**КРАТКОЕ ЗАДАНИЕ A:**
Какие нормы, согласно приведенному ниже фрагменту о концепции Мертона, воплощает «этос науки»?

Кажется, трудно найти настолько беспроигрышную тему для критики науковедческой концепции Роберта Мертона, как история советской науки. Прекраснодушие Мертона, рассуждавшего об «этосе науки» как воплощении общеобязательных норм «универсальности, всеобщности, бескорыстия и упорядоченного скептицизма», плохо вяжется не только с особенностями коммуникативной и функционально-ролевой иерархии внутри научного сообщества, называвшего себя «советским», но и с анализом текстов, призванных к манифестации специализированного научного знания. Мертон полагал, что условием такой специализации — во всяком случае применительно к естествознанию и логико-математическим дисциплинам (science) — является согласие, предопределенное трансцендентальным (и содержательно асоциологичным) характером самого научного знания. Противоречия в экспликации такого согласия на уровне социальных подсистем возможны, но они не меняют главного — онтологической и методологической неустранимости «предписаний, запретов, предпочтений и разрешений», которые рано или поздно позволяют ученым оценивать ситуацию научного несогласия в терминах «предрассудков и предубеждений». История советской науки, казалось бы, исключительно богата примерами таких переоценок, но что стоит считать в этих случаях истинно научными «предписаниями», а что предосудительными «предрассудками»?

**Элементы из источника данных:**

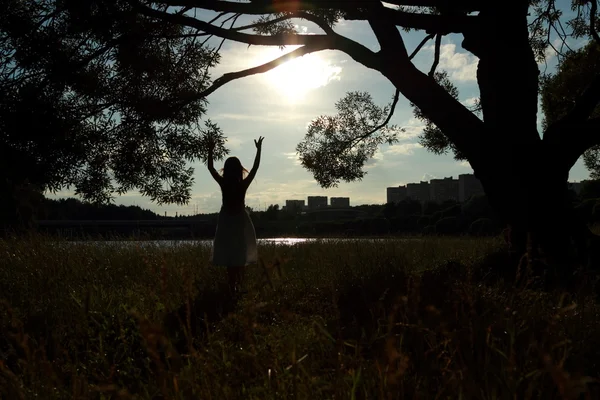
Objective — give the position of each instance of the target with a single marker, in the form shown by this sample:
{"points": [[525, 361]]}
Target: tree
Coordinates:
{"points": [[562, 89], [89, 98], [512, 159]]}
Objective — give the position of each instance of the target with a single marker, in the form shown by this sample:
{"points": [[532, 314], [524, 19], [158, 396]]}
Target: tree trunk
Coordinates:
{"points": [[531, 196]]}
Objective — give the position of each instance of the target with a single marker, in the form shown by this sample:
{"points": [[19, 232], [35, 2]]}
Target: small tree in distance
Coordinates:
{"points": [[524, 172]]}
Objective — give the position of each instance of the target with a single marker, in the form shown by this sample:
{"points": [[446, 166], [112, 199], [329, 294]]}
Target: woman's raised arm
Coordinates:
{"points": [[211, 166], [252, 173]]}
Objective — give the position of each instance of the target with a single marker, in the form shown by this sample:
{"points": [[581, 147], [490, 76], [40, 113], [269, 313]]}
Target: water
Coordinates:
{"points": [[208, 242]]}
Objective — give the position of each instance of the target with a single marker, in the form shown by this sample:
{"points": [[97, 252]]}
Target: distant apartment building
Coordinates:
{"points": [[317, 202], [468, 185], [418, 191], [441, 190], [294, 205], [575, 186], [340, 202], [395, 194]]}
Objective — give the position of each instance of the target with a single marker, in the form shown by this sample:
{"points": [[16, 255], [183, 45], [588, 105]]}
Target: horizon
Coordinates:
{"points": [[281, 103]]}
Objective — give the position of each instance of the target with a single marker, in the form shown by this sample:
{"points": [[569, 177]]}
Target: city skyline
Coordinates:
{"points": [[280, 104]]}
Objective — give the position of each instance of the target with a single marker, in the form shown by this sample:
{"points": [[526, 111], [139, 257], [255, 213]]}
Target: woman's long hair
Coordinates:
{"points": [[233, 170]]}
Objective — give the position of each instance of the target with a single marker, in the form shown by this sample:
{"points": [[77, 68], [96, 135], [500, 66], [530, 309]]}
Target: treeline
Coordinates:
{"points": [[474, 217], [77, 210]]}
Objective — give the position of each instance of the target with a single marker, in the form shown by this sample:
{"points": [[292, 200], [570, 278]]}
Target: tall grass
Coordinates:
{"points": [[345, 320]]}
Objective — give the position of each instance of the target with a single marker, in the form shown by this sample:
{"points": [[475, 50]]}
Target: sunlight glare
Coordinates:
{"points": [[297, 77]]}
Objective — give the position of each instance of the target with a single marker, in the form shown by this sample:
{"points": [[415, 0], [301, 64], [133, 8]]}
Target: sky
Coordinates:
{"points": [[280, 104]]}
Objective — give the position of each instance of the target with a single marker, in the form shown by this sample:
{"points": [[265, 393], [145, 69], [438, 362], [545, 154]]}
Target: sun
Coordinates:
{"points": [[296, 78]]}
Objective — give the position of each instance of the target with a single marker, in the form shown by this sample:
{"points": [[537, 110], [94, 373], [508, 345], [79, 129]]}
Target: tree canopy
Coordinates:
{"points": [[561, 90], [136, 72], [90, 98], [524, 29]]}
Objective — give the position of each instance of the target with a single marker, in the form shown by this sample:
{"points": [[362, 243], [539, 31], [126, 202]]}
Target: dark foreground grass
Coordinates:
{"points": [[390, 319]]}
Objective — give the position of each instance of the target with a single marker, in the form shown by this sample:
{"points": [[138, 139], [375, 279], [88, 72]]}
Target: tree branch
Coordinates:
{"points": [[585, 104], [261, 40], [593, 15], [431, 23], [420, 46], [436, 59], [587, 134], [230, 76], [267, 7], [381, 126], [302, 15]]}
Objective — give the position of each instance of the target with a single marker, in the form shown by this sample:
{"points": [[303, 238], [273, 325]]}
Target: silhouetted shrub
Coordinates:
{"points": [[585, 210], [424, 221], [483, 227], [428, 230], [447, 226], [436, 217]]}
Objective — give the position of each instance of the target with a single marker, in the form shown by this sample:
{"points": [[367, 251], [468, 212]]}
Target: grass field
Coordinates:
{"points": [[391, 319]]}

**КРАТКОЕ ЗАДАНИЕ B:**
Укажите только число строк листинга, в которых встречается слово «woman».

**РЕЗУЛЬТАТ ЗАДАНИЯ A:**
Нормы универсальности, всеобщности, бескорыстия и упорядоченного скептицизма.

**РЕЗУЛЬТАТ ЗАДАНИЯ B:**
2